(EXCERPTED TEXT):
.....

Fig. 2 (a) Typical SEM image, (b–d) chemical element mapping data, (e) EDS, (f) TEM image and (g) HRTEM image of the Bi₂S₃ NCs/BiOCl sample synthesized using TAA at room temperature.

As the quantum confinement of Bi₂S₃ NCs enables Bi₂S₃/BiOCl hybrids to display tunable photoabsorption in the visible region, the visible light photocatalytic activities of the hybrids were carried out by decomposition of 2,4-dichlorophenol (2,4-DCP) solution, which eliminates the influences such as self-photodegradation. As shown in Fig. 3a, bulk Bi₂S₃ and BiOCl could decompose 40.8% and 47.1% of 2,4-DCP under irradiation for 150 min, respectively. As a reference photocatalyst, N-doped P25 could only decompose 12.1% of 2,4-DCP molecules. While in the case of the Bi₂S₃ NCs/BiOCl hybrid synthesized using TAA as the sulfur source at room temperature, the photocatalytic decomposition efficiency can reach as high as 82.3% (Fig. S8, ESI†). Given the pseudo-first-order photodecomposition of the pollutants, the 2,4-DCP decomposition rate over the Bi₂S₃ NCs/BiOCl hybrid (0.693 h⁻¹) is faster than that of N-doped P25 (0.0516 h⁻¹) by a factor of thirteen. Besides, the correlation between the Bi₂S₃ quantum sizes and the photocatalytic performances of Bi₂S₃ NCs/BiOCl hybrids was also investigated (Fig. 3b). It is found that the 4.7 nm Bi₂S₃ NCs/BiOCl hybrid exhibits the best photocatalytic performance. However, Bi₂S₃ NCs with larger (8.5 nm) or smaller (3.1 and 3.5 nm) sizes render the Bi₂S₃ NCs/BiOCl hybrids with inferior photocatalytic performances. Apart from decomposing 2,4-DCP, the Bi₂S₃ NCs/BiOCl hybrid also exhibits highly photocatalytic efficiency in methyl orange (MO) degradation (ESI†).

.....

(SUPPLIED DATA):
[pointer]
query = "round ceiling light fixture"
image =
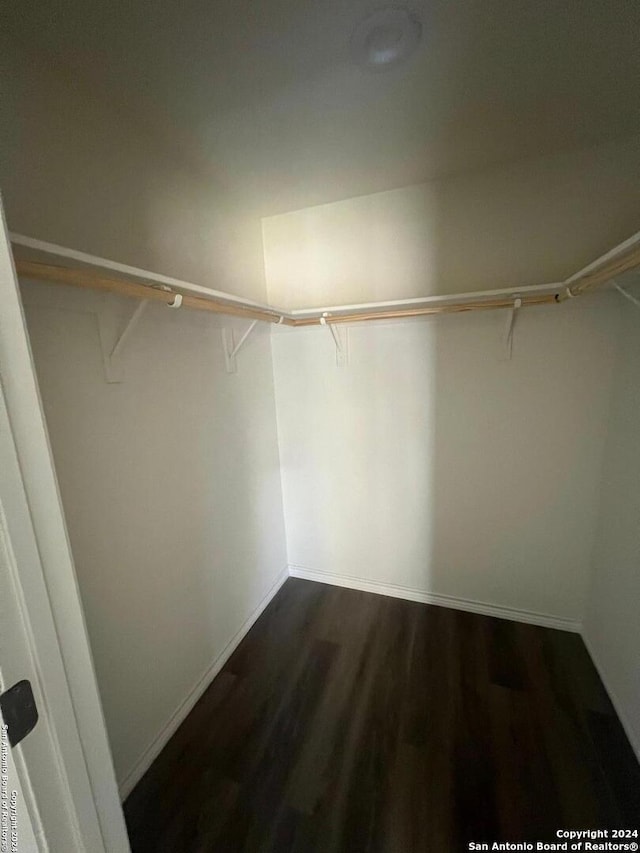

.....

(COMPLETE THE FOLLOWING):
#1 According to the photocatalysis text, which Bi₂S₃ crystal size gave the Bi₂S₃ NCs/BiOCl hybrid its best photocatalytic performance?
#2 Please retype the photocatalysis text, starting at "Fig. 2 (a) Typical" and ending at "at room temperature.".
The listing is taken from a different source.

(WORKED ANSWERS):
#1 4.7 nm

#2
Fig. 2 (a) Typical SEM image, (b–d) chemical element mapping data, (e) EDS, (f) TEM image and (g) HRTEM image of the Bi₂S₃ NCs/BiOCl sample synthesized using TAA at room temperature.